Document text:
Call in the sangomas?

Call in the sangomas?

Let’s link our upcoming elections with the recent Brexit decision, and also bring public transport into the equation …

By the time we read this, many South Africans will have voted, hoping that their party of choice is going to raise their quality of life. Sadly, when it comes to public transport, no matter where they put their cross, they can look forward to a rough time.

In the United Kingdom (UK), most comment has been critical of the country’s decision to leave the European Union (EU). One local academic, Anthony Butler, of the University of Cape Town, puts it this way: “The political fallout in the UK has dire implications … Brexit followed a campaign in which the ‘leave’ camp peddled blatant untruths. Such dishonesty flourished in a culture of popular ignorance …”

Public transport didn’t feature in either the Brexit, or South African elections, but it is one of the issues in life that is clouded by “popular ignorance”. This leads to apathetic communities and opens the way for questionable transport practices to flourish.

In South Africa, think of e-tolls, South African Airways, ongoing minibus-taxi problems, the oversized Passenger Rail Agency of South Africa (Prasa) locomotives, underperforming projects like bus rapid transit (BRT) and the Gautrain, as well as chronic congestion on many of our roads. All of this is hurting the economy to the tune of many billions of rand.

Let’s take a quick look around the country. Starting in DA-run Cape Town, we have Cosatu’s Tony Ehrenreich calling for yet another strike to demand improved rail and bus services there. According to him “the train services are still poor and MyCiti buses cater mainly for the affluent areas”.

He is right – the Cape Town municipality has a poor record in public transport. For well over 100 years, it stood back and allowed private operators to run its bus service; naïvely thinking that the service ran at “no cost to the ratepayer”.

Required work:
[a] Answer these questions from the article on South African public transport:
(i) Which university is Anthony Butler from?
(ii) Who is calling for another strike over rail and bus services in Cape Town?
(iii) For how long did the Cape Town municipality let private operators run its bus service?
[b] Rewrite the public transport article from "In the United" up to and including "practices to flourish.", putting "EU referendum" in place of "Brexit".
[c] Continue the article on South African public transport from the point where it stops.

Data provided:
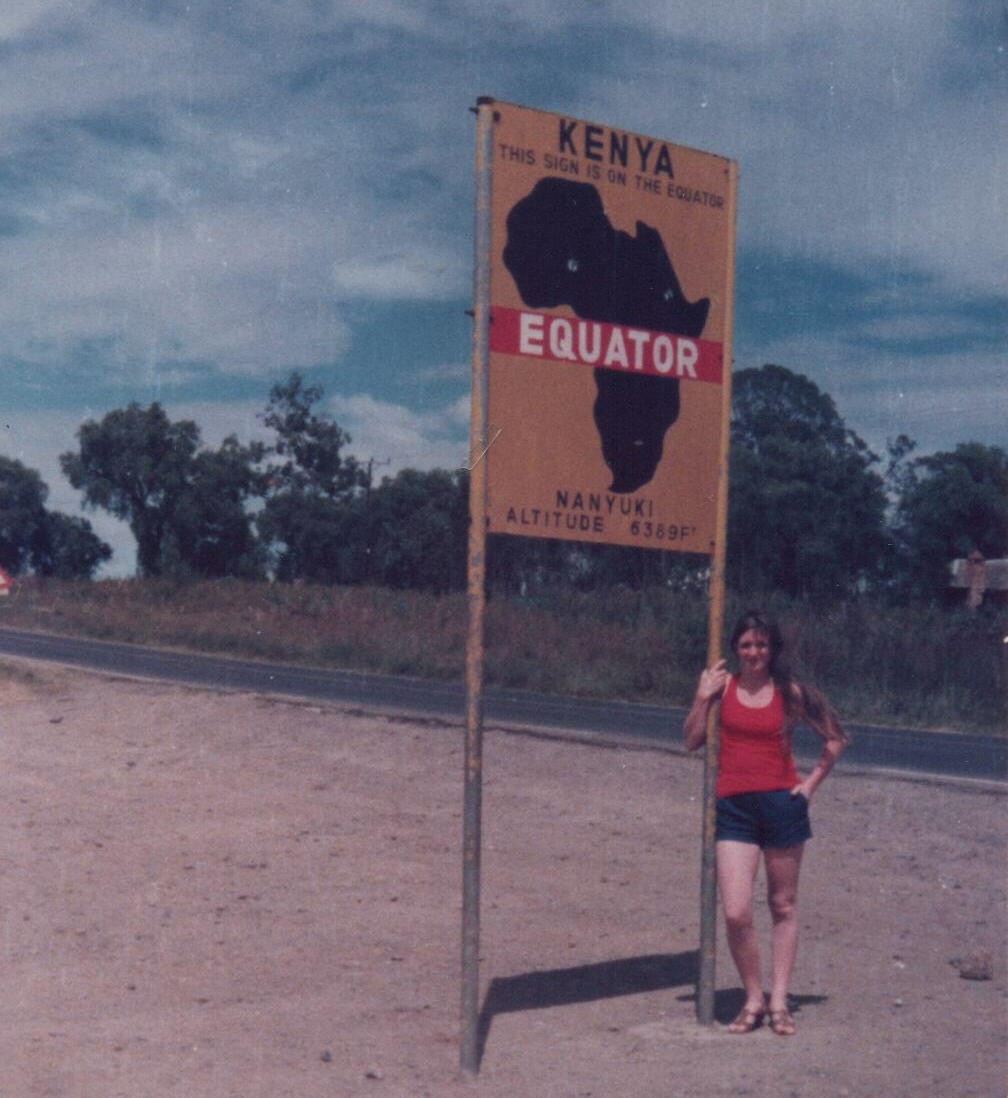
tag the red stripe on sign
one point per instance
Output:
(607, 346)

Exercise responses:
[a]
(i) The University of Cape Town.
(ii) Cosatu's Tony Ehrenreich.
(iii) For well over 100 years.

[b]
In the United Kingdom (UK), most comment has been critical of the country’s decision to leave the European Union (EU). One local academic, Anthony Butler, of the University of Cape Town, puts it this way: “The political fallout in the UK has dire implications … EU referendum followed a campaign in which the ‘leave’ camp peddled blatant untruths. Such dishonesty flourished in a culture of popular ignorance …”

Public transport didn’t feature in either the EU referendum, or South African elections, but it is one of the issues in life that is clouded by “popular ignorance”. This leads to apathetic communities and opens the way for questionable transport practices to flourish.

[c]
Now the council is trying to correct the resulting mess by pouring billions into a lopsided and expensive BRT service. It should rather have started long ago to pay the existing operator to simply jack up its services, at a much lower cost than BRT.

Cosatu has a point, but why does it always only pick on Cape Town? What about the big ANC-run cities in the Eastern Cape, KwaZulu-Natal and Gauteng, where conditions are no better? Of course we know the answer to that one. Cosatu has failed workers all over South Africa, due to its political bias and its inability to stand up for the transport needs of workers across the whole country.

Moving on to KwaZulu-Natal, the Durban municipality is pumping billions into pouring concrete all over the city in the name of its Go!Durban scheme. Like Cape Town, it has made no serious attempt to improve the service that is already there. It could be carrying thousands more passengers every day at a more modest extra cost, simply by reorganising its existing buses. However, given its poor bus record over the past 20 years, we should expect nothing from Durban anytime soon.

As for Gauteng, remember that it has no public transport plan. That doesn’t bother the bigwigs of Gauteng who, at yet another tedious “summit” on public transport, recently ratified a public transport authority.

“We will launch a single transport authority soon, with a single ticket for all transport modes in the province,” said premier Makhura. That’s nothing new – in March 2015 this column pointed out that Gauteng already had an “authority”, which was shut down in 2008. (I suspect that this was done partly to allow the Gautrain to proceed unhindered and unchallenged).

Then Makhura added: “We want the taxi industry to be involved in the expansion of the Gautrain.” Rather try mixing oil and water, sir.

An EFF spokesperson was quick to respond to him, saying: “You can hardly develop and formalise the taxi industry – you can’t even get them to a boardroom – so I wonder how you are going to achieve (a transport authority).”

To underline how rudderless Gauteng is, a few days later, transport MEC, Ismail Vadi, was calling on church leaders to help out with the Mall of Africa taxi debacle. Why not also call on sangomas to help bring down Gautrain’s loss of R70 a passenger?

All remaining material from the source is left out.